──────── 本文抜粋 ────────

いつもより、空や雲を見る時間が増えた。それもあってか、時間が過ぎていくというより、空気が過ぎていく感じである。私は置き去りにされたまま。
もともと籠ったような生活であるから、新型コロナウイルス危機による4月7日からの緊急事態宣言後の生活も基本的には変わらない。
あゝ、それなのに……。
島田雅彦の私小説「君が異端だった頃」を書こうとして、放置したまま1か月以上が過ぎた。「私小説」という方向で書きだしてから2か月以上が経っている。
ただ時間ともいうべき空気が通り過ぎていった、不思議な無感覚の経過というべきだろうか。怠惰な流れに身を任せているというべきだろうか。
とはいえ、私小説島田雅彦の「君が異端だった頃」について、ひとまず書いておかなければならない。

────────

練習問題 –
A. 本文抜粋をもとに答えよ。
(i) 緊急事態宣言は何月何日から出されたか。
(ii) 書こうとして1か月以上放置している私小説は、誰の何という作品か。
(iii) 「私小説」という方向で書きだしてから、どれだけの時間が経っているか。
B. 本文抜粋の一部を、「もともと籠ったような生活であ」を含む語句から始め、「書いておかなければならない。」で終えて、一字も変えずに繰り返してください。
この資料は本文抜粋とは別の出典から取られている。

──────── 提供データ ────────

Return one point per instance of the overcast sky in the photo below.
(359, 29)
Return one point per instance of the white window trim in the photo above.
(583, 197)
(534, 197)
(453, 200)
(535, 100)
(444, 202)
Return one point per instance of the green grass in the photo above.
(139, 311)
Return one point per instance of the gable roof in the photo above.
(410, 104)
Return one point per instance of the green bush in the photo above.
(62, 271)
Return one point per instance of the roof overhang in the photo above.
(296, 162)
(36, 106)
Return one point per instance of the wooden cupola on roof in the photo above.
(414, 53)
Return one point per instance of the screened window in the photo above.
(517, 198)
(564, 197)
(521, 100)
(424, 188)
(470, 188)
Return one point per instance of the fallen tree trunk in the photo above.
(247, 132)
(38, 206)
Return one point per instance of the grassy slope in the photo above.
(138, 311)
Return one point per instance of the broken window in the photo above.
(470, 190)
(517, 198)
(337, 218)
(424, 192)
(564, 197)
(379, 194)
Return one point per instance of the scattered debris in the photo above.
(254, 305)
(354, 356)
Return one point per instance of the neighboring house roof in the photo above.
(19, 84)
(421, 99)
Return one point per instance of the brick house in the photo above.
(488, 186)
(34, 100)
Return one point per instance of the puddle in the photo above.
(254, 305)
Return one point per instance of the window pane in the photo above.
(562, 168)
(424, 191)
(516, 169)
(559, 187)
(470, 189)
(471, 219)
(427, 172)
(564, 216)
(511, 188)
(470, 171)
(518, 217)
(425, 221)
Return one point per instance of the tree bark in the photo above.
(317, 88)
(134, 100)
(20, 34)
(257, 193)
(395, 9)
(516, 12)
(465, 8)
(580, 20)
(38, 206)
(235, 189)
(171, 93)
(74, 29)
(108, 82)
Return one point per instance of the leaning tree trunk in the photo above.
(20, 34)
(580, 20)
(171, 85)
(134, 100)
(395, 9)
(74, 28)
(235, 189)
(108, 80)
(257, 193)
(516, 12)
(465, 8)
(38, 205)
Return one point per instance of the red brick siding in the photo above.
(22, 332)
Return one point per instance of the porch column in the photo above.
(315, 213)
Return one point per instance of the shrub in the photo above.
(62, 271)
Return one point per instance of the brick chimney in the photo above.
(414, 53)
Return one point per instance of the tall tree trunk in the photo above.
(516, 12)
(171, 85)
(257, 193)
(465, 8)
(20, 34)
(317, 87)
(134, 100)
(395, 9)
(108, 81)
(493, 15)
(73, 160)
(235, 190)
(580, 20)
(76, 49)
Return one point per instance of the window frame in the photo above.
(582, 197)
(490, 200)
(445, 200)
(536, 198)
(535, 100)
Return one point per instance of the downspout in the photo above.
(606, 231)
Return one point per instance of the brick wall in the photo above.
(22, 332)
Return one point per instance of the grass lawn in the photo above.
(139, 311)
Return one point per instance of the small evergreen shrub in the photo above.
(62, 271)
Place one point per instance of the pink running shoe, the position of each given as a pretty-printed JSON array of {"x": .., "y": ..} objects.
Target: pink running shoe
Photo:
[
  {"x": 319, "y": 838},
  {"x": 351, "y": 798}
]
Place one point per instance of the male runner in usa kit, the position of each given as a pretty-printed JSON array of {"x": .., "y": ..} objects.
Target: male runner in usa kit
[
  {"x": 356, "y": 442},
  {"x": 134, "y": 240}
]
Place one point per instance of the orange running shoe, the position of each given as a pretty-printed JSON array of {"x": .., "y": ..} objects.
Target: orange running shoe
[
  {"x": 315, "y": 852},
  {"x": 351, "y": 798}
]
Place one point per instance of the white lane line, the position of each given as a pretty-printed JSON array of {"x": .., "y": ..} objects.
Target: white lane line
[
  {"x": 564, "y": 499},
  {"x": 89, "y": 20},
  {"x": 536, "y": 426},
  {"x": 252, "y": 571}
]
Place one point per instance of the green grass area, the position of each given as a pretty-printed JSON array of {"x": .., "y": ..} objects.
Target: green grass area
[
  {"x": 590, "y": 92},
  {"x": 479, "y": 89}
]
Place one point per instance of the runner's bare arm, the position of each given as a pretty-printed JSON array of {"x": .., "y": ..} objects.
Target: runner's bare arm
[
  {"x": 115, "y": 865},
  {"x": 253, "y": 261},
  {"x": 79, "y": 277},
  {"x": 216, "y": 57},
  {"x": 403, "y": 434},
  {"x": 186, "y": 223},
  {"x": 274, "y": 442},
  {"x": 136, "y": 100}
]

────────

解答例 –
A.
(i) 4月7日
(ii) 島田雅彦の「君が異端だった頃」
(iii) 2か月以上

B.
もともと籠ったような生活であるから、新型コロナウイルス危機による4月7日からの緊急事態宣言後の生活も基本的には変わらない。
あゝ、それなのに……。
島田雅彦の私小説「君が異端だった頃」を書こうとして、放置したまま1か月以上が過ぎた。「私小説」という方向で書きだしてから2か月以上が経っている。
ただ時間ともいうべき空気が通り過ぎていった、不思議な無感覚の経過というべきだろうか。怠惰な流れに身を任せているというべきだろうか。
とはいえ、私小説島田雅彦の「君が異端だった頃」について、ひとまず書いておかなければならない。